» PROBLEM REQUIREMENTS: After locating the line with "Query: wooden roof beam", retype it and every later line exactly, stopping at the end of the records.

Region pointing data
────────────────

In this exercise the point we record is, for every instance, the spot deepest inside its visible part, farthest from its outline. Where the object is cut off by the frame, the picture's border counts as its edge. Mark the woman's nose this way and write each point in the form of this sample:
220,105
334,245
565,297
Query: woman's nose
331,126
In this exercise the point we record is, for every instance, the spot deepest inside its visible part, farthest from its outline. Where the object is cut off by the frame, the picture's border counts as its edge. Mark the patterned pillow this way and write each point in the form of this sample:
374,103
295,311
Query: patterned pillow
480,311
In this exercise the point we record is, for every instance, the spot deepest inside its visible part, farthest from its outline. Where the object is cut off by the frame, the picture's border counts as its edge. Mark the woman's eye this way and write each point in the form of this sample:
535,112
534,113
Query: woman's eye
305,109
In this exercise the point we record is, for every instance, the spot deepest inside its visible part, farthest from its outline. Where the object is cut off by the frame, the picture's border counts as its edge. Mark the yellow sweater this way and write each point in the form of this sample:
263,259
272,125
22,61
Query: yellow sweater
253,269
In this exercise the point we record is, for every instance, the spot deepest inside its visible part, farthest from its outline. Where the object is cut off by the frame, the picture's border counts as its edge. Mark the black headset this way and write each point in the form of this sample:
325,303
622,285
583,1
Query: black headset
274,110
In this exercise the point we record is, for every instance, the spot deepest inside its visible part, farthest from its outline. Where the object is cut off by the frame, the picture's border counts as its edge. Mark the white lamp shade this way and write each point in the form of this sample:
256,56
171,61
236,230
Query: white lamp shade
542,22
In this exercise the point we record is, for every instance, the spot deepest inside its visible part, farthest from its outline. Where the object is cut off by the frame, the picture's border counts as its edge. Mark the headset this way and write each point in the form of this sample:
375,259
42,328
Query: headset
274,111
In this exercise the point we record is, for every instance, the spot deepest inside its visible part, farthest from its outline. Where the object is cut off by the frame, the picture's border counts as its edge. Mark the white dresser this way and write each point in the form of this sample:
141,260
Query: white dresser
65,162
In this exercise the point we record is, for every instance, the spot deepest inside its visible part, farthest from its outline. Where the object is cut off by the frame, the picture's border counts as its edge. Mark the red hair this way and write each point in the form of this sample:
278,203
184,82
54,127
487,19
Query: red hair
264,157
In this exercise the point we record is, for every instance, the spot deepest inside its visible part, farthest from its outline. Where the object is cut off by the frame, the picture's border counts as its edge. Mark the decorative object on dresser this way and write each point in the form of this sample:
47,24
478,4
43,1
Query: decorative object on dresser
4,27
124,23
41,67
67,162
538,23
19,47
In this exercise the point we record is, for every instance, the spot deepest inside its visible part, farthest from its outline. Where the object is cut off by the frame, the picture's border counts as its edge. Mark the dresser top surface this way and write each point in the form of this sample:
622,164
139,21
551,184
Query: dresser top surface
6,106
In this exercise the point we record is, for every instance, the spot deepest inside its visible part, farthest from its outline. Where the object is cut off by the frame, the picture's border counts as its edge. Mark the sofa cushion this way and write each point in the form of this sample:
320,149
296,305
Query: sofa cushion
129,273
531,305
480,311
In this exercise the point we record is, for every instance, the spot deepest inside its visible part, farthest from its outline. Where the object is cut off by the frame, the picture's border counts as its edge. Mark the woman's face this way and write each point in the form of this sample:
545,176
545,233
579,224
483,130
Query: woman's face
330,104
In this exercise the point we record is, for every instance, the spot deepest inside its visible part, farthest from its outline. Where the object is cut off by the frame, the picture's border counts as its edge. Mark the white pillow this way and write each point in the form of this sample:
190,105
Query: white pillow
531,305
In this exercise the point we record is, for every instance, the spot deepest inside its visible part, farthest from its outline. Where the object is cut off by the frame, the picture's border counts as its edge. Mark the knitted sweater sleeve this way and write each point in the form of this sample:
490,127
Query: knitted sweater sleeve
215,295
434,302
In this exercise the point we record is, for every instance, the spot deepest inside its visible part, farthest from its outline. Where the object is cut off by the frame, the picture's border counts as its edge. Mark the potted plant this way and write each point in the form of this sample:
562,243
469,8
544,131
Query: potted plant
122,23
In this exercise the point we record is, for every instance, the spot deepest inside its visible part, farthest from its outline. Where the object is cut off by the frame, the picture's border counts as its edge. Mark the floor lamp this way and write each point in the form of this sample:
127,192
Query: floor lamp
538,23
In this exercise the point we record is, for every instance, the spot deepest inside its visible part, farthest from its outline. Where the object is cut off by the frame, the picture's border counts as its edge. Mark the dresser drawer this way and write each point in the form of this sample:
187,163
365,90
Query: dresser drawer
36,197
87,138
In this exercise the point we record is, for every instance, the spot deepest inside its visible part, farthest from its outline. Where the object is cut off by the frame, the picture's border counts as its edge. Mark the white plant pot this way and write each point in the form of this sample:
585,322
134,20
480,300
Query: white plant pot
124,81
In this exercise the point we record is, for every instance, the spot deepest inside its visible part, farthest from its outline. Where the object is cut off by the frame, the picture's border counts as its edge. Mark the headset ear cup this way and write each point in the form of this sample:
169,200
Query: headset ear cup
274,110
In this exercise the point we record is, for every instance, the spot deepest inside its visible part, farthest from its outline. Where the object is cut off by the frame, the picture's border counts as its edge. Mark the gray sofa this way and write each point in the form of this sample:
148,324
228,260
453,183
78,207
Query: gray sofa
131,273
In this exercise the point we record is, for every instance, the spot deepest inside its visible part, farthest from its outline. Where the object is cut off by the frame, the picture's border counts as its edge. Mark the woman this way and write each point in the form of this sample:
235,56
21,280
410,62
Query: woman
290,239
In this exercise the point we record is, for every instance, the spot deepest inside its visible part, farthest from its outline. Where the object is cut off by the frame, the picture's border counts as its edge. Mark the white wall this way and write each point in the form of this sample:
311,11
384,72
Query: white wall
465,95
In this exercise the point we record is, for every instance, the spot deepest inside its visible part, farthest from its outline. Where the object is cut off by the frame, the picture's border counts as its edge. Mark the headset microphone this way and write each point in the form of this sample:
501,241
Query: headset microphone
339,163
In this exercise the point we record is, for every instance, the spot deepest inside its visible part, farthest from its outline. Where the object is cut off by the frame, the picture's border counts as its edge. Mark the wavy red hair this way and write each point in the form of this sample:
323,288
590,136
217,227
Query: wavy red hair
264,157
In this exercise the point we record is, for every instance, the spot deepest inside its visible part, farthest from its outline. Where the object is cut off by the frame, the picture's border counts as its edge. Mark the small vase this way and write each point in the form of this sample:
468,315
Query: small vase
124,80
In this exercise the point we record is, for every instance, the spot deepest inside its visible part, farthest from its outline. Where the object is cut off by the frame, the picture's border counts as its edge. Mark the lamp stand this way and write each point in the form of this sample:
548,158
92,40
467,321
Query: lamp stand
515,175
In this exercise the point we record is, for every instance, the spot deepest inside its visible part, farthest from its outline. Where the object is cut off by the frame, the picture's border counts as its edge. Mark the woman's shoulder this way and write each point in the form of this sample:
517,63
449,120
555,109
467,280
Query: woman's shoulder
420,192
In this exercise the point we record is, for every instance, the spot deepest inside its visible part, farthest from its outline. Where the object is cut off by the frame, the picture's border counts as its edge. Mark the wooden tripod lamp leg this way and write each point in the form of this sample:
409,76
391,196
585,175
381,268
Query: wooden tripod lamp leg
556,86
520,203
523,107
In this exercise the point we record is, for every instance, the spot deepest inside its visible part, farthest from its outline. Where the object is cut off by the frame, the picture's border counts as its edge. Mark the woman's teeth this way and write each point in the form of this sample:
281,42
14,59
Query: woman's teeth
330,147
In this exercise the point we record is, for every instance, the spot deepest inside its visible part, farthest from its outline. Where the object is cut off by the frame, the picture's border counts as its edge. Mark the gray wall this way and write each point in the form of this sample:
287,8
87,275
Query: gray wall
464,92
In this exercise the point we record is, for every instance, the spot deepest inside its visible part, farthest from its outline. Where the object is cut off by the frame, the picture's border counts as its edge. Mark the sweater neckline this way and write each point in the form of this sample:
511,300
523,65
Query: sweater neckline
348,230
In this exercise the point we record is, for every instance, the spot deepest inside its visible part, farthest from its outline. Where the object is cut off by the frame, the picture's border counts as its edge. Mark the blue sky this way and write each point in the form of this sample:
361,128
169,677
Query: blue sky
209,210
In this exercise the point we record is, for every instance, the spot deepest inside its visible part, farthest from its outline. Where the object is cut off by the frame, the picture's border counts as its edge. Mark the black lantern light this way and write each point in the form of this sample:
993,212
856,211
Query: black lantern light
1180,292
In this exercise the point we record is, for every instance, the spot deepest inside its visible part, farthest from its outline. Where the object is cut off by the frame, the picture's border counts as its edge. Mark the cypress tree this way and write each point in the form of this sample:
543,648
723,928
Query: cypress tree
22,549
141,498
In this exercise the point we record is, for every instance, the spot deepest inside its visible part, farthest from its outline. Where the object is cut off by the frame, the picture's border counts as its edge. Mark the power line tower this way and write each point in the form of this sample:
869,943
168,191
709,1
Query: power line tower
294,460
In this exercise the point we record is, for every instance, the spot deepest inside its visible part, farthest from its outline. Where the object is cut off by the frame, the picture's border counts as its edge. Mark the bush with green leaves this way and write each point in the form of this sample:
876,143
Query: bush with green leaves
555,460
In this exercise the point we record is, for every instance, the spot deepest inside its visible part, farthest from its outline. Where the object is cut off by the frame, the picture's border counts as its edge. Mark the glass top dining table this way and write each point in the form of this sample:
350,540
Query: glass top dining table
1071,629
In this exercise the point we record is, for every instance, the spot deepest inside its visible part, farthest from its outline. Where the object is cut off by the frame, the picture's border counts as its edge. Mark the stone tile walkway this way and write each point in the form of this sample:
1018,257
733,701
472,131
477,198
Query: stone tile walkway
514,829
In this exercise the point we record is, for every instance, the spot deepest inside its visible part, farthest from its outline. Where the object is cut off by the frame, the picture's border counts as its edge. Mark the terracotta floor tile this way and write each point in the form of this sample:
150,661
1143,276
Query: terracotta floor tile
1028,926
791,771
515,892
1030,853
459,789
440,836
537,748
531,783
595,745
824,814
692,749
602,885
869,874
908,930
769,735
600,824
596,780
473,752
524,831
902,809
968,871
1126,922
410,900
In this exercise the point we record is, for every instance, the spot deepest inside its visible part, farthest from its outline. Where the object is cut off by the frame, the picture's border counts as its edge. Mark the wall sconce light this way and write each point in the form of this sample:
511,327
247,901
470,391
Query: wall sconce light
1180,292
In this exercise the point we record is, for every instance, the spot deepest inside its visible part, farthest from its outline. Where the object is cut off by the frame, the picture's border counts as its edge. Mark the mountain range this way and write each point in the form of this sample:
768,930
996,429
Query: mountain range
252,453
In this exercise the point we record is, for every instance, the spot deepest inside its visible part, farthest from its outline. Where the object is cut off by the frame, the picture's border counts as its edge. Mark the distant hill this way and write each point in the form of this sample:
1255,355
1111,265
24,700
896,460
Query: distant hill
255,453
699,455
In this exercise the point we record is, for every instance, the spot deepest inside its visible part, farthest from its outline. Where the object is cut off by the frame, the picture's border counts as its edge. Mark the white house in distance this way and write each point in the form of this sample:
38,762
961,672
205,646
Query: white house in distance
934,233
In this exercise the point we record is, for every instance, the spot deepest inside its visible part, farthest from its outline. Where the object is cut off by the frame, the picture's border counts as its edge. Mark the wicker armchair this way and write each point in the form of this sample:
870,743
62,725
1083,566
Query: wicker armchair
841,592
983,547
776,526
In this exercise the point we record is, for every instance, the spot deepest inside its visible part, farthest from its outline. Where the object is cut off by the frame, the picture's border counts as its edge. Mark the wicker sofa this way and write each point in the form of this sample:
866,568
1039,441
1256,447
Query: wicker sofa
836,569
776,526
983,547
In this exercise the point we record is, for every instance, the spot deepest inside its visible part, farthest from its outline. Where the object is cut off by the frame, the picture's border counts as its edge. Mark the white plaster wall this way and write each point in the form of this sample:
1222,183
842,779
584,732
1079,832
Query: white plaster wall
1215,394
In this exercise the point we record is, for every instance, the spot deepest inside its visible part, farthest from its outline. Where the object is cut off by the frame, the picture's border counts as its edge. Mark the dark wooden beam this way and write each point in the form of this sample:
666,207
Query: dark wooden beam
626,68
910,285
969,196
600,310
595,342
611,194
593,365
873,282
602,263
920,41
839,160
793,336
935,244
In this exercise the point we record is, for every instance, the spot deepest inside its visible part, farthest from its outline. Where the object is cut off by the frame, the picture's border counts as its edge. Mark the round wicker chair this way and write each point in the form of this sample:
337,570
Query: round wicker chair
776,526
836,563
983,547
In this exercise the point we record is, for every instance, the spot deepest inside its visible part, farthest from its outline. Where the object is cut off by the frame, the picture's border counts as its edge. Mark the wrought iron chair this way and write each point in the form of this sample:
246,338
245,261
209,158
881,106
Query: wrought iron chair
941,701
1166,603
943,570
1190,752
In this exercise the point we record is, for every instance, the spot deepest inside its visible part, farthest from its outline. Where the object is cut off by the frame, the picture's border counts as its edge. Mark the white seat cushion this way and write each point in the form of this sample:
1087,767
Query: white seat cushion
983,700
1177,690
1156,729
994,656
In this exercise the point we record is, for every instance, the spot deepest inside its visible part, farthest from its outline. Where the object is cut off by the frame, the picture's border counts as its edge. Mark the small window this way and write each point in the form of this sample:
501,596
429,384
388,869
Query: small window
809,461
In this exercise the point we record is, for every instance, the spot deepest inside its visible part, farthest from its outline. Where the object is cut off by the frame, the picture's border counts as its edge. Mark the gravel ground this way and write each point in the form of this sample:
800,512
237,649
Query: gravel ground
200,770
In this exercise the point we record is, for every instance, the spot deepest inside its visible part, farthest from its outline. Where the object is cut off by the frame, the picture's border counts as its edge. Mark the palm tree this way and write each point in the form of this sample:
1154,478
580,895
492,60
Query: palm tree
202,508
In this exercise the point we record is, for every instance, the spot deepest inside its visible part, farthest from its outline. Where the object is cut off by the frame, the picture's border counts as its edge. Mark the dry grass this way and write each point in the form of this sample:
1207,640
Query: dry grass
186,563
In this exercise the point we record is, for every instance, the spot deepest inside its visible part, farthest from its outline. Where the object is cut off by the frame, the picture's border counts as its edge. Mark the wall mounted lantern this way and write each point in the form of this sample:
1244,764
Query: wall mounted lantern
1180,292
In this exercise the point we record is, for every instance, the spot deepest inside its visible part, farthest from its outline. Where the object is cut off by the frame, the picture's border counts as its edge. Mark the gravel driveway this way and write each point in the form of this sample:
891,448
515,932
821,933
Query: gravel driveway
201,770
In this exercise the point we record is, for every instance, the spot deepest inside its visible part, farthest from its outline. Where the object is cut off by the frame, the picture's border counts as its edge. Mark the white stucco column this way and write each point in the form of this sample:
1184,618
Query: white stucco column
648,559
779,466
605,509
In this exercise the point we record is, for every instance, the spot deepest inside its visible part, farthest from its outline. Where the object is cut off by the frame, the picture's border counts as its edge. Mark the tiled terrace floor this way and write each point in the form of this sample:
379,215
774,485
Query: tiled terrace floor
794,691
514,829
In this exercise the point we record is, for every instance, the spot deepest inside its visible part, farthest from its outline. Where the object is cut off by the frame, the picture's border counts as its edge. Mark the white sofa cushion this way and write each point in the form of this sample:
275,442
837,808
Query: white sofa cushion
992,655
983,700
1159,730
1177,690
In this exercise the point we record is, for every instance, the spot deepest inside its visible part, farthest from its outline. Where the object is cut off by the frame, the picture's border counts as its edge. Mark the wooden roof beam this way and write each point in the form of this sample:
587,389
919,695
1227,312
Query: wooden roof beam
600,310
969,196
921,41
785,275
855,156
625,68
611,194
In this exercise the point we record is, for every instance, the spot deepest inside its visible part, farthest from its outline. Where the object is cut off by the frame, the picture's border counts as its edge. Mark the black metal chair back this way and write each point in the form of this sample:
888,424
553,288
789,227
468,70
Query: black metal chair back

────────────────

» RESULT BELOW:
Query: wooden roof beam
600,310
969,196
921,41
785,275
855,156
625,68
611,194
In this exercise the point we record is, for every instance, the spot deepest inside its visible part, farthest from its outline. Where the object is cut off by the frame, the picture's border counts as its edge. Mark the black metal chair back this way and write each point in the form of this sample:
888,424
553,288
789,227
468,70
Query: black metal chair back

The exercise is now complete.